■ Task instructions: Copy exactly the lines from the first line of the records below through the line containing "blue bucket hat -> box", including both, and nothing else.

■ Data listing:
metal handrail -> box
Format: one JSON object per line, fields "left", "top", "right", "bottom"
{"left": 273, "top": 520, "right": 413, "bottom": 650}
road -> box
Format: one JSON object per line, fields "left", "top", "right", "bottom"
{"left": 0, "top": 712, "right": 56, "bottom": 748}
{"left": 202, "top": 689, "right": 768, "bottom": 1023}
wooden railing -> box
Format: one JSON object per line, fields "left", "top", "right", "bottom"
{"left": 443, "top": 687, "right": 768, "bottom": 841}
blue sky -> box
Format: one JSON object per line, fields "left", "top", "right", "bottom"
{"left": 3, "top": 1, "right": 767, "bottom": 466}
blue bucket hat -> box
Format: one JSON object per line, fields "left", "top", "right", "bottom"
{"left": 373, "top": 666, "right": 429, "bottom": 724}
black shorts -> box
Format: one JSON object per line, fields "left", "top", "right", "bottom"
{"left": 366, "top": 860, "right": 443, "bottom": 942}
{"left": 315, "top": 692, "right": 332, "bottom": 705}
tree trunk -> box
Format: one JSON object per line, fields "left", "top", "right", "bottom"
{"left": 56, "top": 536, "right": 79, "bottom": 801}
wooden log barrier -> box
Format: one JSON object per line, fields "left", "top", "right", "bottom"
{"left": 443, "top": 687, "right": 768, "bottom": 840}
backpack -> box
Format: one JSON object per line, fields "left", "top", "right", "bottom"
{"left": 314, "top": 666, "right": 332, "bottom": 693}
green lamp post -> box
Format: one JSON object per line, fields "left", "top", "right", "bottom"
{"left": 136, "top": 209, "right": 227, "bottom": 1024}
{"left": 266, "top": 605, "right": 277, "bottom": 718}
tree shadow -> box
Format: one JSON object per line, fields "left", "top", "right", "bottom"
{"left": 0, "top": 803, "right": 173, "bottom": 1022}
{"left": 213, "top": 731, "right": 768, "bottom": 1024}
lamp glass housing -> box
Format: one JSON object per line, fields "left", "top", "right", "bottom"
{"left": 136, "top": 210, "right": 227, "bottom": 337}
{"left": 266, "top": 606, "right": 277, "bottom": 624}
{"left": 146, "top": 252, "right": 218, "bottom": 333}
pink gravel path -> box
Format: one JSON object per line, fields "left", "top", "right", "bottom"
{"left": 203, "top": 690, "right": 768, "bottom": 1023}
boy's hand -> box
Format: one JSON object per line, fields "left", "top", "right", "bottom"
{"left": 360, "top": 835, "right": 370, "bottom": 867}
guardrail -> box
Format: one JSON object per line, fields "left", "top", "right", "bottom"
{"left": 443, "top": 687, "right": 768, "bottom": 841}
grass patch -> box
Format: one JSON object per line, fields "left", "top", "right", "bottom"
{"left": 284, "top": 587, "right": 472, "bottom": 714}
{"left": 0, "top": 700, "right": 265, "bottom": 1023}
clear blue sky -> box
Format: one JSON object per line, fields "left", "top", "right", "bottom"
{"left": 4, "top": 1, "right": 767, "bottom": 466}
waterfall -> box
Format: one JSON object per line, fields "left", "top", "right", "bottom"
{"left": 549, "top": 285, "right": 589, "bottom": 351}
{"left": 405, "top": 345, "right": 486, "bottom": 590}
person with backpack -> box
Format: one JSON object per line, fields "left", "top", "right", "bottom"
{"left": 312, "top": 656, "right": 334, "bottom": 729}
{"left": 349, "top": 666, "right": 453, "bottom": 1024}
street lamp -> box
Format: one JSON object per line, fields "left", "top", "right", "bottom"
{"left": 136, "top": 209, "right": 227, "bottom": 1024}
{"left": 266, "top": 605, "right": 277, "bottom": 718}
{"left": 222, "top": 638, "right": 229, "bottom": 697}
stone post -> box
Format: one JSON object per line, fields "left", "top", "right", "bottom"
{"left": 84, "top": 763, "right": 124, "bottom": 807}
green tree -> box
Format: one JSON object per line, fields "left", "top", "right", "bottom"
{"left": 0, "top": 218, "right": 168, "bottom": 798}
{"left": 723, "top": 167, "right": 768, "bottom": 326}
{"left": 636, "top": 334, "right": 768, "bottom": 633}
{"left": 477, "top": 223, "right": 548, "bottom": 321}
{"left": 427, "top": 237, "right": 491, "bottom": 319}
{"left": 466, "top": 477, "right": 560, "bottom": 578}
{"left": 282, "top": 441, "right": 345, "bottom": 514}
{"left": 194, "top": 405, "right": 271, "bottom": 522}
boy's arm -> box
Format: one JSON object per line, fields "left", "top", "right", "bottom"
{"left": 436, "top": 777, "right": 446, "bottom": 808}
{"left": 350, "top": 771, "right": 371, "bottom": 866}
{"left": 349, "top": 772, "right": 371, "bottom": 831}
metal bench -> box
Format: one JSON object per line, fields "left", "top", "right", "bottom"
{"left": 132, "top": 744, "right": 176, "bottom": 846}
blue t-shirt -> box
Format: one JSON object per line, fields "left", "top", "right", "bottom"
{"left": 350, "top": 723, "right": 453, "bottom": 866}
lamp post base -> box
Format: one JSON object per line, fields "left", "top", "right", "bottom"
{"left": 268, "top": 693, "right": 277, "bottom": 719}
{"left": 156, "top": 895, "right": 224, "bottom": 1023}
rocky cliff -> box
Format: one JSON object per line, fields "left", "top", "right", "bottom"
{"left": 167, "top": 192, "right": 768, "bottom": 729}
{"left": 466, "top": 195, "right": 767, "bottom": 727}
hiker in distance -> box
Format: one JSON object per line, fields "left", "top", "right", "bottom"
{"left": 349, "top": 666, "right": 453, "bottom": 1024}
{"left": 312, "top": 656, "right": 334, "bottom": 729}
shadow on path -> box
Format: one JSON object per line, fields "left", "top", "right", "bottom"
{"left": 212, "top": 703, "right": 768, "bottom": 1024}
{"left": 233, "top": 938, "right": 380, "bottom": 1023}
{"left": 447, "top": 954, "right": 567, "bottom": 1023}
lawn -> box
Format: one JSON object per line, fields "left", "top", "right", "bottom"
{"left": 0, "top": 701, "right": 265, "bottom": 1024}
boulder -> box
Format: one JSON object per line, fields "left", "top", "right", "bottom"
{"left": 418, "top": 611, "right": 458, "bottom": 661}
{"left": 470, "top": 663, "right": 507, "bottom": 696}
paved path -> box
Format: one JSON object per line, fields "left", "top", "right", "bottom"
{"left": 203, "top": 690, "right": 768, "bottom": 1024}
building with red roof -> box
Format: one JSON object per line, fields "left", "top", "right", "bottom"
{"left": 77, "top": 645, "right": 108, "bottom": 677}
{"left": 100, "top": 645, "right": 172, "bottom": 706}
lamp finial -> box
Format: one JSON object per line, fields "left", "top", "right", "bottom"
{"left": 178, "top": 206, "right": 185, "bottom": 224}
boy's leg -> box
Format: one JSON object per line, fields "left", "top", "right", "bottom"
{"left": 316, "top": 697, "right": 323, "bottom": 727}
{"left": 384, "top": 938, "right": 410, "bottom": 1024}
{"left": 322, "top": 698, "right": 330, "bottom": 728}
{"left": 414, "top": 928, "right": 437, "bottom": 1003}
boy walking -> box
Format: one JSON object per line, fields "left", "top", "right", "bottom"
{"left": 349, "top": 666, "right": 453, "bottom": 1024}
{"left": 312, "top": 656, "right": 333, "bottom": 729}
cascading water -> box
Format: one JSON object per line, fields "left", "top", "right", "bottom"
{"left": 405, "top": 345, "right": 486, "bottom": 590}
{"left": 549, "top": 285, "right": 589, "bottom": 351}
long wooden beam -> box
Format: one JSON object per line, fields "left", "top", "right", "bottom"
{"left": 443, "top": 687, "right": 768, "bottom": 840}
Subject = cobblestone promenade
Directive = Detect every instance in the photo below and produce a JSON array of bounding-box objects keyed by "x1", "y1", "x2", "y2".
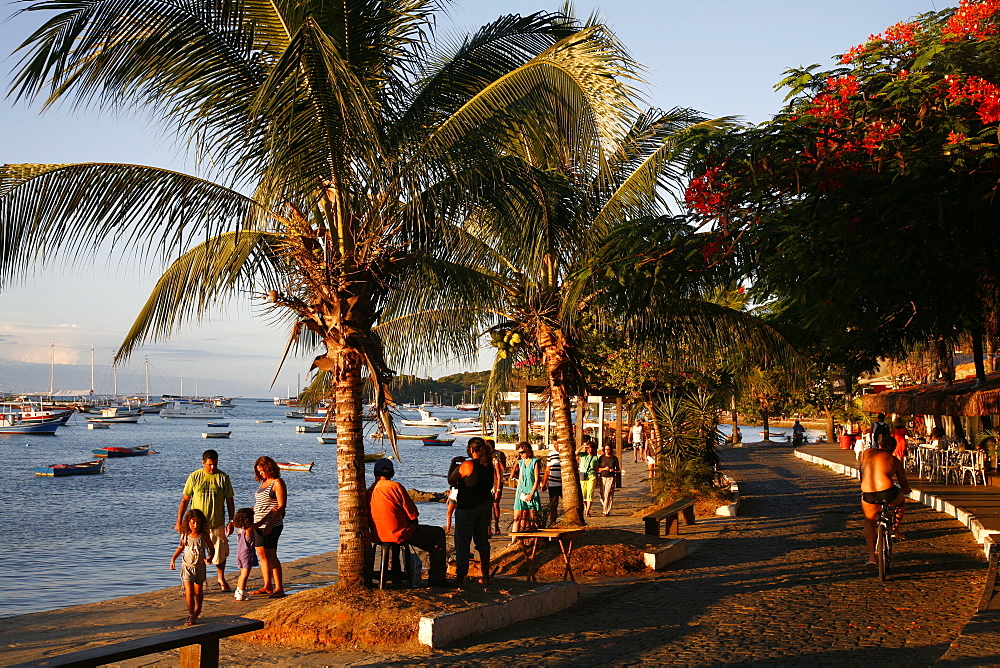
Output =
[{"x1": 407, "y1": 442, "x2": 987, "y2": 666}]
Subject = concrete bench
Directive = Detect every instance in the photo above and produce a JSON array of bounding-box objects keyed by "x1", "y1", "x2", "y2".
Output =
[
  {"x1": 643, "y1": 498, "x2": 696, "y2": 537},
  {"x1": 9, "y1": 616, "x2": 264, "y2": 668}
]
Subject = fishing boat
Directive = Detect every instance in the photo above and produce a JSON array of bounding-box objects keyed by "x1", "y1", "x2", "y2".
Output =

■ Response to this exercise:
metal handrail -> box
Format: one JSON object per line, fields "left", "top", "right", "bottom"
{"left": 273, "top": 520, "right": 413, "bottom": 650}
road -> box
Format: one JSON object per line, fields "left", "top", "right", "bottom"
{"left": 0, "top": 712, "right": 56, "bottom": 748}
{"left": 202, "top": 689, "right": 768, "bottom": 1023}
wooden railing -> box
Format: one JSON object per line, fields "left", "top", "right", "bottom"
{"left": 443, "top": 687, "right": 768, "bottom": 841}
blue sky -> box
Format: one JSON object per line, fields "left", "top", "right", "bottom"
{"left": 3, "top": 1, "right": 767, "bottom": 466}
blue bucket hat -> box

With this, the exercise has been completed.